Top of RECORDS TO PROCESS

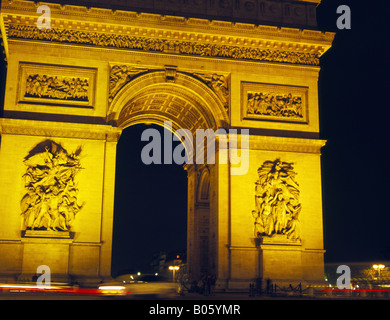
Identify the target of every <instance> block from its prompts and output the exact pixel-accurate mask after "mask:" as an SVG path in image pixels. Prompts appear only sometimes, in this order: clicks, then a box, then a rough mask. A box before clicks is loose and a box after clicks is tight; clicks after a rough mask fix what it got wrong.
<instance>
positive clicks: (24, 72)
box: [18, 63, 96, 107]
mask: <svg viewBox="0 0 390 320" xmlns="http://www.w3.org/2000/svg"><path fill="white" fill-rule="evenodd" d="M19 73H20V75H19V77H20V81H19V95H18V99H19V103H42V104H60V105H63V104H65V105H76V106H84V107H93V105H94V93H95V92H94V90H95V77H96V70H95V69H88V68H75V67H70V66H60V65H44V64H32V63H20V66H19Z"/></svg>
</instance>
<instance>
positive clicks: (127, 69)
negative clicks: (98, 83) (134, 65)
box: [108, 65, 149, 103]
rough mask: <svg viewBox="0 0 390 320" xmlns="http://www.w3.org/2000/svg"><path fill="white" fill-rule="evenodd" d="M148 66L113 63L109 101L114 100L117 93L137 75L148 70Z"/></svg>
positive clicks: (111, 72) (111, 68)
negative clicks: (114, 64)
mask: <svg viewBox="0 0 390 320" xmlns="http://www.w3.org/2000/svg"><path fill="white" fill-rule="evenodd" d="M148 71H149V69H147V68H138V67H134V66H127V65H113V66H111V68H110V80H109V81H110V88H109V98H108V101H109V103H111V102H112V100H113V99H114V97H115V95H116V94H117V93H118V92H119V90H120V89H122V88H123V87H124V86H125V85H126V84H127V83H129V82H130V81H131V80H133V79H134V78H135V77H136V76H138V75H141V74H144V73H145V72H148Z"/></svg>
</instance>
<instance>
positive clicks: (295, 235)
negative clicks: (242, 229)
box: [252, 159, 302, 240]
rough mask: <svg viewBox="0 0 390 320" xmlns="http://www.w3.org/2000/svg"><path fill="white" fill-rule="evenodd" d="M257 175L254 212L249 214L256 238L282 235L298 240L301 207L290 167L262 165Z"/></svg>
mask: <svg viewBox="0 0 390 320" xmlns="http://www.w3.org/2000/svg"><path fill="white" fill-rule="evenodd" d="M257 172H258V176H259V179H258V180H257V181H256V183H255V184H256V187H255V203H256V210H253V211H252V216H253V218H254V220H255V222H254V235H255V237H262V236H272V235H273V234H285V235H286V236H287V238H288V239H293V240H299V239H300V225H299V214H300V212H301V209H302V206H301V203H300V201H299V195H300V192H299V185H298V183H297V182H296V180H295V176H296V173H295V172H294V168H293V163H288V162H281V161H280V159H276V160H275V161H265V162H264V163H263V164H262V166H261V167H260V168H259V169H258V171H257Z"/></svg>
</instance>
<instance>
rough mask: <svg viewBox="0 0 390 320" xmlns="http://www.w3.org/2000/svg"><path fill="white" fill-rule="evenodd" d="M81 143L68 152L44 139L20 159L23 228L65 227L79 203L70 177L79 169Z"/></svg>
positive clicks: (76, 194) (21, 202)
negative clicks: (21, 159)
mask: <svg viewBox="0 0 390 320" xmlns="http://www.w3.org/2000/svg"><path fill="white" fill-rule="evenodd" d="M80 153H81V147H79V148H78V149H77V150H76V151H75V152H74V153H71V154H69V153H68V152H67V151H66V150H65V149H64V148H63V147H62V146H61V145H60V144H58V143H56V142H54V141H52V140H45V141H42V142H41V143H39V144H38V145H36V146H35V147H34V148H33V149H32V150H31V151H30V152H29V154H28V155H27V156H26V157H25V159H24V164H25V165H26V166H27V169H26V173H25V174H24V175H23V177H24V179H25V188H26V190H27V192H26V194H25V195H24V196H23V198H22V200H21V203H20V207H21V211H22V215H23V217H24V228H25V229H26V230H55V231H69V229H70V227H71V225H72V222H73V221H74V218H75V215H76V214H77V213H78V212H79V211H80V209H81V208H82V206H83V205H79V204H78V203H77V193H78V189H77V184H76V183H75V181H74V177H75V175H76V174H77V172H78V171H79V170H80V169H81V165H80Z"/></svg>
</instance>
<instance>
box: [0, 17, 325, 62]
mask: <svg viewBox="0 0 390 320" xmlns="http://www.w3.org/2000/svg"><path fill="white" fill-rule="evenodd" d="M7 32H8V37H9V38H11V39H30V40H41V41H49V42H52V43H53V42H54V43H55V42H56V43H72V44H81V45H92V46H98V47H107V48H118V49H131V50H141V51H146V52H161V53H170V54H172V53H174V54H182V55H191V56H200V57H218V58H230V59H238V60H252V61H268V62H281V63H291V64H302V65H313V66H318V65H319V58H320V56H321V54H322V52H323V48H317V49H316V50H310V51H307V52H306V51H302V50H301V48H298V47H297V48H295V47H293V48H292V49H284V48H282V47H280V48H279V47H275V46H274V47H273V48H272V49H270V48H268V46H266V45H265V46H253V45H251V46H244V45H230V44H226V43H209V42H207V39H205V40H206V41H196V40H193V41H188V40H185V39H184V38H183V39H175V40H172V39H168V38H161V37H158V38H157V37H145V36H138V35H127V34H121V33H103V32H101V33H99V32H88V31H81V30H74V29H61V28H55V27H52V28H50V29H38V28H37V27H36V26H35V25H19V24H9V25H8V29H7ZM294 48H295V49H294Z"/></svg>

Bottom of RECORDS TO PROCESS

◆ EXERCISE INSTRUCTIONS ◆
Rewrite the listing above with every instance of "positive clicks" changed to "foreground clicks" and everything else left as is, omitting the pictures from your answer.

◆ EXERCISE ANSWER ◆
Identify the target of every <instance> block from its prompts and output the exact pixel-accurate mask after "mask:" as an SVG path in image pixels. Prompts appear only sometimes, in this order: clicks, then a box, then a rough mask. A box before clicks is loose and a box after clicks is tight; clicks after a rough mask fix what it got wrong.
<instance>
foreground clicks: (24, 72)
box: [18, 63, 96, 107]
mask: <svg viewBox="0 0 390 320" xmlns="http://www.w3.org/2000/svg"><path fill="white" fill-rule="evenodd" d="M19 73H20V75H19V77H20V81H19V95H18V99H19V103H42V104H60V105H63V104H65V105H76V106H84V107H93V105H94V93H95V92H94V90H95V77H96V70H95V69H88V68H75V67H70V66H60V65H44V64H32V63H20V66H19Z"/></svg>
</instance>
<instance>
foreground clicks: (127, 69)
negative clicks: (98, 83) (134, 65)
box: [108, 65, 149, 103]
rough mask: <svg viewBox="0 0 390 320" xmlns="http://www.w3.org/2000/svg"><path fill="white" fill-rule="evenodd" d="M148 66L113 63L109 101L114 100L117 93L137 75L148 70Z"/></svg>
foreground clicks: (111, 72) (111, 68)
negative clicks: (114, 64)
mask: <svg viewBox="0 0 390 320" xmlns="http://www.w3.org/2000/svg"><path fill="white" fill-rule="evenodd" d="M148 71H149V69H147V68H138V67H134V66H127V65H113V66H111V68H110V80H109V81H110V88H109V98H108V101H109V103H111V102H112V100H113V99H114V97H115V95H116V94H117V93H118V92H119V90H120V89H122V88H123V87H124V86H125V85H126V84H127V83H129V82H130V81H131V80H133V79H134V78H135V77H136V76H138V75H141V74H144V73H145V72H148Z"/></svg>
</instance>
<instance>
foreground clicks: (295, 235)
negative clicks: (242, 229)
box: [252, 159, 302, 240]
rough mask: <svg viewBox="0 0 390 320" xmlns="http://www.w3.org/2000/svg"><path fill="white" fill-rule="evenodd" d="M257 175L254 212L249 214L256 238L282 235L298 240L301 207L290 167L262 165Z"/></svg>
mask: <svg viewBox="0 0 390 320" xmlns="http://www.w3.org/2000/svg"><path fill="white" fill-rule="evenodd" d="M257 172H258V176H259V179H258V180H257V181H256V183H255V184H256V187H255V203H256V210H253V211H252V216H253V218H254V220H255V222H254V235H255V237H262V236H272V235H273V234H285V235H286V236H287V238H288V239H293V240H299V239H300V225H299V214H300V212H301V209H302V206H301V203H300V201H299V195H300V192H299V185H298V183H297V182H296V180H295V176H296V173H295V172H294V168H293V163H288V162H281V161H280V159H276V160H275V161H265V162H264V163H263V164H262V166H261V167H260V168H259V169H258V171H257Z"/></svg>
</instance>
<instance>
rough mask: <svg viewBox="0 0 390 320" xmlns="http://www.w3.org/2000/svg"><path fill="white" fill-rule="evenodd" d="M81 143L68 152L44 139L20 159L23 228L65 227L79 203L70 177L79 169Z"/></svg>
foreground clicks: (76, 194) (21, 202)
negative clicks: (21, 159)
mask: <svg viewBox="0 0 390 320" xmlns="http://www.w3.org/2000/svg"><path fill="white" fill-rule="evenodd" d="M80 153H81V147H79V148H78V149H77V150H76V151H75V152H74V153H71V154H69V153H68V152H67V151H66V150H65V149H64V148H63V147H62V146H61V145H60V144H58V143H56V142H54V141H52V140H45V141H42V142H41V143H39V144H38V145H36V146H35V147H34V148H33V149H32V150H31V151H30V152H29V154H28V155H27V156H26V157H25V159H24V164H25V165H26V166H27V169H26V173H25V174H24V175H23V177H24V179H25V188H26V190H27V192H26V194H25V195H24V196H23V198H22V200H21V203H20V207H21V211H22V215H23V217H24V228H25V229H26V230H55V231H69V229H70V227H71V225H72V222H73V221H74V218H75V215H76V214H77V213H78V212H79V211H80V209H81V208H82V206H83V205H79V204H78V203H77V193H78V189H77V184H76V183H75V181H74V177H75V175H76V174H77V172H78V171H79V170H80V169H81V165H80Z"/></svg>
</instance>
<instance>
box: [0, 17, 325, 62]
mask: <svg viewBox="0 0 390 320" xmlns="http://www.w3.org/2000/svg"><path fill="white" fill-rule="evenodd" d="M7 32H8V37H9V38H11V39H30V40H41V41H49V42H52V43H53V42H54V43H55V42H56V43H72V44H81V45H92V46H98V47H107V48H118V49H131V50H141V51H146V52H161V53H170V54H172V53H174V54H182V55H191V56H200V57H218V58H230V59H238V60H252V61H268V62H281V63H291V64H302V65H313V66H318V65H319V58H320V56H321V54H322V52H323V48H317V49H316V50H310V51H307V52H306V51H302V50H301V48H298V47H297V48H295V47H293V48H292V49H284V48H282V47H280V48H279V47H275V46H274V47H273V48H272V49H270V48H268V46H266V45H265V46H253V45H251V46H244V45H230V44H226V43H209V42H207V39H205V40H206V41H196V40H193V41H188V40H185V39H184V38H183V39H175V40H172V39H168V38H161V37H158V38H157V37H145V36H138V35H127V34H121V33H103V32H101V33H99V32H88V31H81V30H74V29H61V28H55V27H52V28H50V29H38V28H37V27H36V26H35V25H19V24H9V25H8V29H7ZM294 48H295V49H294Z"/></svg>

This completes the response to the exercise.